Source passage:
The relationship between sensor resistance, ${\mathrm{R}}_{\mathrm{s}}$, and the voltage output, ${\mathrm{V}}_{\mathrm{o}}$, is expressed by the following equation:

$${\mathrm{V}}_{\mathrm{o}}={\mathrm{V}}_{\mathrm{off}}\left(1+\frac{\mathrm{R}}{{\mathrm{R}}_{\mathrm{s}}}\right)$$

(4)

where ${\mathrm{V}}_{\mathrm{o}}$ represents the output voltage (V), ${\mathrm{V}}_{\mathrm{off}}$ the offset voltage (V), $\mathrm{Rs}$ the sensor resistance (Ω) and $\mathrm{R}$ the feedback resistance (Ω), which, in our circuit, was 330 Ω. The setup performed in these tests was based on a previous study [23] and provided some linearization of the resistance values produced by typical piezoresistive sensors under compression.

The measurement process provided two separate data files for the 10 compression cycles performed: the force/displacement values, coming from the Universal testing Machine’s software, and voltage/time signals, coming from the signal conditioning/data acquisition system. Another application developed in LabVIEW synchronized the two signals and processed them, providing voltage versus force data. These data were divided into 20 half-cycles and characterised in different ways. In particular, the coefficients of variation (CV%) for the output voltage at each force value were calculated.

The data obtained after synchronisation represented the function

$${\mathrm{V}}_{\mathrm{o}}=\mathrm{f}\left(\mathrm{F}\right)$$

(5)

where ${\mathrm{V}}_{\mathrm{o}}$ is the output voltage, and $\mathrm{F}$ is the force applied by the testing machine.

At each sample $\mathrm{p}$ of this function, the standard deviation $\mathsf{\sigma }\left(\mathrm{p}\right)$ of ${\mathrm{V}}_{\mathrm{o}}$ was computed as

$$\mathsf{\sigma }\left(\mathrm{p}\right)=\sqrt[2]{{\displaystyle \sum }_{\mathrm{i}=0}^{\mathrm{N}-1}\frac{({\mathrm{V}}_{\mathrm{o}}\left(\mathrm{i}\right)-{\left(\overline{{\mathrm{V}}_{\mathrm{o}}}\left(\mathrm{p}\right)\right)}^2}{\mathrm{N}-1}}$$

(6)

with $\mathrm{N}=$ number of half cycles of the compression test and $\overline{{\mathrm{V}}_{\mathrm{o}}}\left(\mathrm{p}\right)=$ average of output voltage in the N half cycles at sample $\mathrm{p}$.

Data entries:
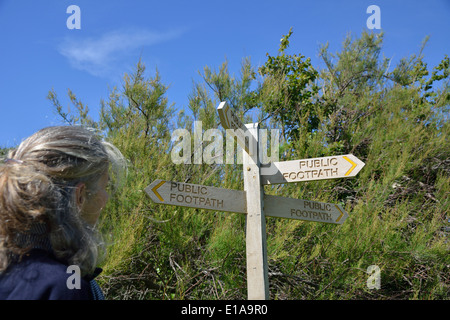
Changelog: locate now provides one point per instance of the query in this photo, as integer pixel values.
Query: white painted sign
(238, 129)
(212, 198)
(314, 169)
(197, 196)
(275, 206)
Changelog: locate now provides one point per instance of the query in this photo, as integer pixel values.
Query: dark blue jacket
(39, 276)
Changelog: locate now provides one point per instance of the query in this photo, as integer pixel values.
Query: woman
(52, 190)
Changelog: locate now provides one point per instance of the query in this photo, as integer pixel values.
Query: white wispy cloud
(100, 55)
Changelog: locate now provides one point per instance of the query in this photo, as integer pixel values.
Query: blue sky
(38, 52)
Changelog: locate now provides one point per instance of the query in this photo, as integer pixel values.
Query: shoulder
(40, 277)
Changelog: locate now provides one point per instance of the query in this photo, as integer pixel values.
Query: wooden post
(257, 273)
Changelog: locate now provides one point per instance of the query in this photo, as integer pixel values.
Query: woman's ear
(80, 194)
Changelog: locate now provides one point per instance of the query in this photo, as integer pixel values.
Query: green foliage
(395, 121)
(289, 89)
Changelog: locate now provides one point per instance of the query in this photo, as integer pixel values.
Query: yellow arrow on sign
(352, 163)
(156, 188)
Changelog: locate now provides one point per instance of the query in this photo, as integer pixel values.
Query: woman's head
(56, 177)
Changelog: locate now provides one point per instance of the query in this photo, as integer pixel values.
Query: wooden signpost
(253, 202)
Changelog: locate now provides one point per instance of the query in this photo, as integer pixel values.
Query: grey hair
(39, 188)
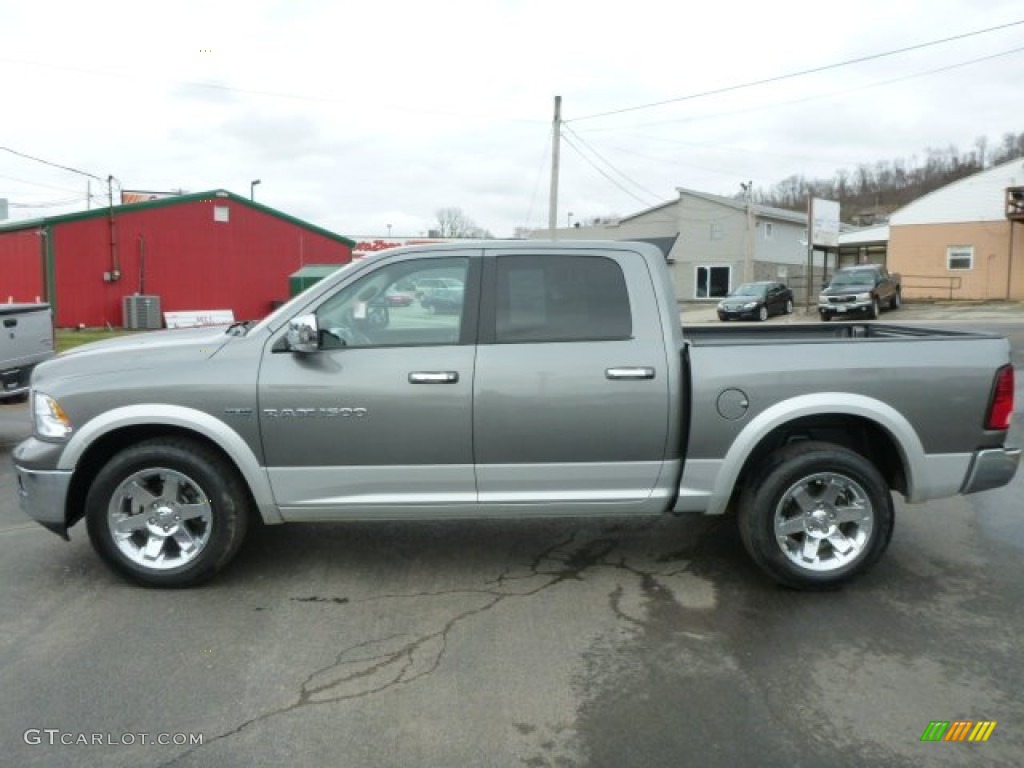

Requests:
A – In the sensor compression test passage above, list each quantity defined for equation (4), with its unit.
B – Write the next part of the sensor compression test passage, starting after its last sentence.

Results by task:
A –
- Output voltage, Vo (V)
- Offset voltage, Voff (V)
- Sensor resistance, Rs (Ω)
- Feedback resistance, R (Ω)

B –
Finally, CV% at sample $\mathrm{p}$ was found as

$$\mathrm{CV}\%\left(\mathrm{p}\right)=\frac{\mathsf{\sigma }\left(\mathrm{p}\right)}{\overline{{\mathrm{V}}_{\mathrm{o}}}\left(\mathrm{p}\right)}·100$$

(7)

To obtain average sensor resistance at sample $\mathrm{p}$, Equation (8) was solved for R_s:

$${\mathrm{R}}_{\mathrm{s}}\left(\mathrm{p}\right)=\frac{\mathrm{R}}{\frac{\overline{{\mathrm{V}}_{\mathrm{o}}}\left(\mathrm{p}\right)}{{\mathrm{V}}_{\mathrm{off}}}-1}$$

(8)

In turn, on the basis of these resistance values, sensor sensitivity $\mathrm{S}$ at sample $\mathrm{p}$, was calculated

$$\mathrm{S}\left(\mathrm{p}\right)=\frac{\Delta {\mathrm{R}}_{\mathrm{s}}}{\Delta \mathrm{F}}=\frac{{\mathrm{R}}_{\mathrm{s}}\left(\mathrm{p}+1\right)-{\mathrm{R}}_{\mathrm{s}}\left(\mathrm{p}\right)}{\mathrm{F}\left(\mathrm{p}+1\right)-\mathrm{F}\left(\mathrm{p}\right)}$$

(9)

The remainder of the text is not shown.